Regarding the Dead Sea Scrolls most of them seem to have conformed to the MT but there is a 'claim' that some follow the LXX prototype which I am unable to find real significant proof of. Here is a summary of all the related scriptures based on the book, Scanlin, H. P. (1993). The Dead Sea Scrolls & Modern Translations of the Old Testament. Wheaton, IL: Tyndale House Publishers

Here are the scrolls that are supposedly in favor of the MT:

Name: 4QJera Content: Jeremiah 7:29–34; 8:1 (?)–6; 9:1 (?)–2, 7–14; 10:9–14; 11:3–6; 12:3–6, 13–17; 13:1–7; 14:4–7; 15:1–2; 17:8–26; 18:15–23; 19:1; 22:4–16 Bibliography: plates: ER 1159 (43.075), ER 1253 (43.216) +; Janzen (1973), not all columns reported. Tov (1989) reports fifteen columns between 7:1 and 26:10 Date: c. 200 B.C. (Cross); late third or early second century B.C. (Yardeni) Significance: The manuscript generally follows proto-MT.

== Raw data ==
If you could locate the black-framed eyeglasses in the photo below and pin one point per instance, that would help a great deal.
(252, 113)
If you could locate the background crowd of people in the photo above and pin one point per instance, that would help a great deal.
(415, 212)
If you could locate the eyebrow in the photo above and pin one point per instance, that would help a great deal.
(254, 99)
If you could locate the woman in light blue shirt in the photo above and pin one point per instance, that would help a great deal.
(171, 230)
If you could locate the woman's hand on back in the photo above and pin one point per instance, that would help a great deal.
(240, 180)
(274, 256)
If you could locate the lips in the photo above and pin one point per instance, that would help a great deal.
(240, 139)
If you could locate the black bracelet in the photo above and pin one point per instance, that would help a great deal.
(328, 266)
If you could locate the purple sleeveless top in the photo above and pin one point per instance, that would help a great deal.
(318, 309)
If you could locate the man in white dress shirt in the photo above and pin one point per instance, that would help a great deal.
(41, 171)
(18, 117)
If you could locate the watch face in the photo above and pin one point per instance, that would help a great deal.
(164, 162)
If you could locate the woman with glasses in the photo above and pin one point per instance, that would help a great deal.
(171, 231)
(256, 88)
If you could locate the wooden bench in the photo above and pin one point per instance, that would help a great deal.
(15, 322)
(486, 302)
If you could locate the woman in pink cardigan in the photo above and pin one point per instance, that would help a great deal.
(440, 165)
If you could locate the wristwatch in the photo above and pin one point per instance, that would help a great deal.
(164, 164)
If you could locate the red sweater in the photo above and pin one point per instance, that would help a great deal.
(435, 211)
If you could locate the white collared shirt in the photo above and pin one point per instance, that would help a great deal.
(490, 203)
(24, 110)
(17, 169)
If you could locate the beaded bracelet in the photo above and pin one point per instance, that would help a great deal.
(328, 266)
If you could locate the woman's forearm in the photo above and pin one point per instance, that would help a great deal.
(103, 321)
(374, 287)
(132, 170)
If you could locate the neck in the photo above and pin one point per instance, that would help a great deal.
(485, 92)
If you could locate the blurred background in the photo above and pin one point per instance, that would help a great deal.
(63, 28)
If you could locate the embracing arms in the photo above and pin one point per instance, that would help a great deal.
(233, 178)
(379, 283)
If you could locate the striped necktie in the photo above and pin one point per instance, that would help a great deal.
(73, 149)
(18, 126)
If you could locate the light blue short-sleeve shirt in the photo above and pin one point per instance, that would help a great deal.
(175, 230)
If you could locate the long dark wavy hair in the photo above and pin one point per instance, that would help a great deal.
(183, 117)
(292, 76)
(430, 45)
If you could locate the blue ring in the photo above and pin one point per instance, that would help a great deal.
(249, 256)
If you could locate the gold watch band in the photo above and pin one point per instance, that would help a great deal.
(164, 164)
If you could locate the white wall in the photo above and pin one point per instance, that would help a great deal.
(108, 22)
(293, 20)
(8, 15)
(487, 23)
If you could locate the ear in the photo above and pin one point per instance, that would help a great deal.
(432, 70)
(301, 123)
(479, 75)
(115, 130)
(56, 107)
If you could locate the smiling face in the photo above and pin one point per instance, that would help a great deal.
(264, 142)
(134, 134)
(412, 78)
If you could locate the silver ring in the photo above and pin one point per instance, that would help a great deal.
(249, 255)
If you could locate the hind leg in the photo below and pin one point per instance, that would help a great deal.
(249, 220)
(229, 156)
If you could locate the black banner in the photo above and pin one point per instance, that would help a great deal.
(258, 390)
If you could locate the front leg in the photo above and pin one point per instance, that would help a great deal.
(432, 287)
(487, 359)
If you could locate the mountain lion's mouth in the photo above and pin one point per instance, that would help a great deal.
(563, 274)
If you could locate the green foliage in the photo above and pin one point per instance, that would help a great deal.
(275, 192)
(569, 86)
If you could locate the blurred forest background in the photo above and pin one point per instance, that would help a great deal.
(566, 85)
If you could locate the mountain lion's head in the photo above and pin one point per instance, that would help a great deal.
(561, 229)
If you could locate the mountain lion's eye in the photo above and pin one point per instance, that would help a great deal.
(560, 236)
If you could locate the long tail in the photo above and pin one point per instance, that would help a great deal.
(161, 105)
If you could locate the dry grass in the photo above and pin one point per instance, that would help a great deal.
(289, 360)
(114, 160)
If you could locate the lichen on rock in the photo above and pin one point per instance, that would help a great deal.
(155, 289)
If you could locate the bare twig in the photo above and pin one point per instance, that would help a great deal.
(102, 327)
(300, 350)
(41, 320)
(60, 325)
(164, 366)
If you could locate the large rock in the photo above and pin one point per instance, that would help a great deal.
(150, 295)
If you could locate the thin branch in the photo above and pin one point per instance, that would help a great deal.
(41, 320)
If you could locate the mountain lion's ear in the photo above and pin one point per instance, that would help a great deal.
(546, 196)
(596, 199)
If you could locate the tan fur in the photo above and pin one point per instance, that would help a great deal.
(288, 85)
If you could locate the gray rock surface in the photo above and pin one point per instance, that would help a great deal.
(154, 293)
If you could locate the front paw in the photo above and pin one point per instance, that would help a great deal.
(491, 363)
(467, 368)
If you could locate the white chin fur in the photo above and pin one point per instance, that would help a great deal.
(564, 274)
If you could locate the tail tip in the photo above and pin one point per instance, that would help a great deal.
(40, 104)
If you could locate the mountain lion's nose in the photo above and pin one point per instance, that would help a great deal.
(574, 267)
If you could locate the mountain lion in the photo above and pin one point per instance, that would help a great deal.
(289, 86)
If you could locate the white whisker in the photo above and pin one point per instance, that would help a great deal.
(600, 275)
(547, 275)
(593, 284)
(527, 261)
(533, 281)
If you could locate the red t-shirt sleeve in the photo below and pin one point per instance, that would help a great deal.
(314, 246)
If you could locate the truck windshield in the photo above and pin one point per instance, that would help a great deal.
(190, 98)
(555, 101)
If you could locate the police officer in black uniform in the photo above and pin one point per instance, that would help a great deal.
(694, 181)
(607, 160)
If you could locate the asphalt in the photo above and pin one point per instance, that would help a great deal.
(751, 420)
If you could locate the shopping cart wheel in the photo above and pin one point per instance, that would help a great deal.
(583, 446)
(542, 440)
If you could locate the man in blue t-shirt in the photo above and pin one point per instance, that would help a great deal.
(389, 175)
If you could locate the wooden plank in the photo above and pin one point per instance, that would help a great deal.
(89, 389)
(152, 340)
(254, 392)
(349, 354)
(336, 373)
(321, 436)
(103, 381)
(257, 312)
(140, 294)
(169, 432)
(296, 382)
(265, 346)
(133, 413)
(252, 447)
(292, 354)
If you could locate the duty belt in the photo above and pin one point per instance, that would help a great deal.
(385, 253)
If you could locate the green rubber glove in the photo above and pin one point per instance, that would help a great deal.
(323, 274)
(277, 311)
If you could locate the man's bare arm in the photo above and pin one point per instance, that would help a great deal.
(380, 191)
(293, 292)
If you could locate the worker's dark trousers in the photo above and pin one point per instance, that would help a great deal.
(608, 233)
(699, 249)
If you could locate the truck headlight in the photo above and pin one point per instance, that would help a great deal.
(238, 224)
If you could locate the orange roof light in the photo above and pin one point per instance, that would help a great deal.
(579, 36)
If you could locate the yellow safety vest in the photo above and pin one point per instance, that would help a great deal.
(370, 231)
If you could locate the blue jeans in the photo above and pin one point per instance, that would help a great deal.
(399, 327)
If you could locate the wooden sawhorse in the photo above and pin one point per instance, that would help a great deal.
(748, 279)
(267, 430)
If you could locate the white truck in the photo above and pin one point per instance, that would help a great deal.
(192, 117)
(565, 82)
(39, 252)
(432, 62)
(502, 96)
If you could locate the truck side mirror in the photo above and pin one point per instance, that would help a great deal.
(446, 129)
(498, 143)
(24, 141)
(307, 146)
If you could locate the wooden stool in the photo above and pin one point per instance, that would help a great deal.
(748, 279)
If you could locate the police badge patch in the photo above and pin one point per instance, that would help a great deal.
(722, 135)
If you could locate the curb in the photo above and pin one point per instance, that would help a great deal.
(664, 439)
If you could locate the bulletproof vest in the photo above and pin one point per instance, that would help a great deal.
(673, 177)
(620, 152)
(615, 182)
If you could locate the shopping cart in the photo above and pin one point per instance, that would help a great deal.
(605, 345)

== Problem details ==
Rewrite the passage on the Dead Sea Scrolls from the words "Here are the" through the words "generally follows proto-MT.", substituting "scroll" for "manuscript".

== The response ==
Here are the scrolls that are supposedly in favor of the MT:

Name: 4QJera Content: Jeremiah 7:29–34; 8:1 (?)–6; 9:1 (?)–2, 7–14; 10:9–14; 11:3–6; 12:3–6, 13–17; 13:1–7; 14:4–7; 15:1–2; 17:8–26; 18:15–23; 19:1; 22:4–16 Bibliography: plates: ER 1159 (43.075), ER 1253 (43.216) +; Janzen (1973), not all columns reported. Tov (1989) reports fifteen columns between 7:1 and 26:10 Date: c. 200 B.C. (Cross); late third or early second century B.C. (Yardeni) Significance: The scroll generally follows proto-MT.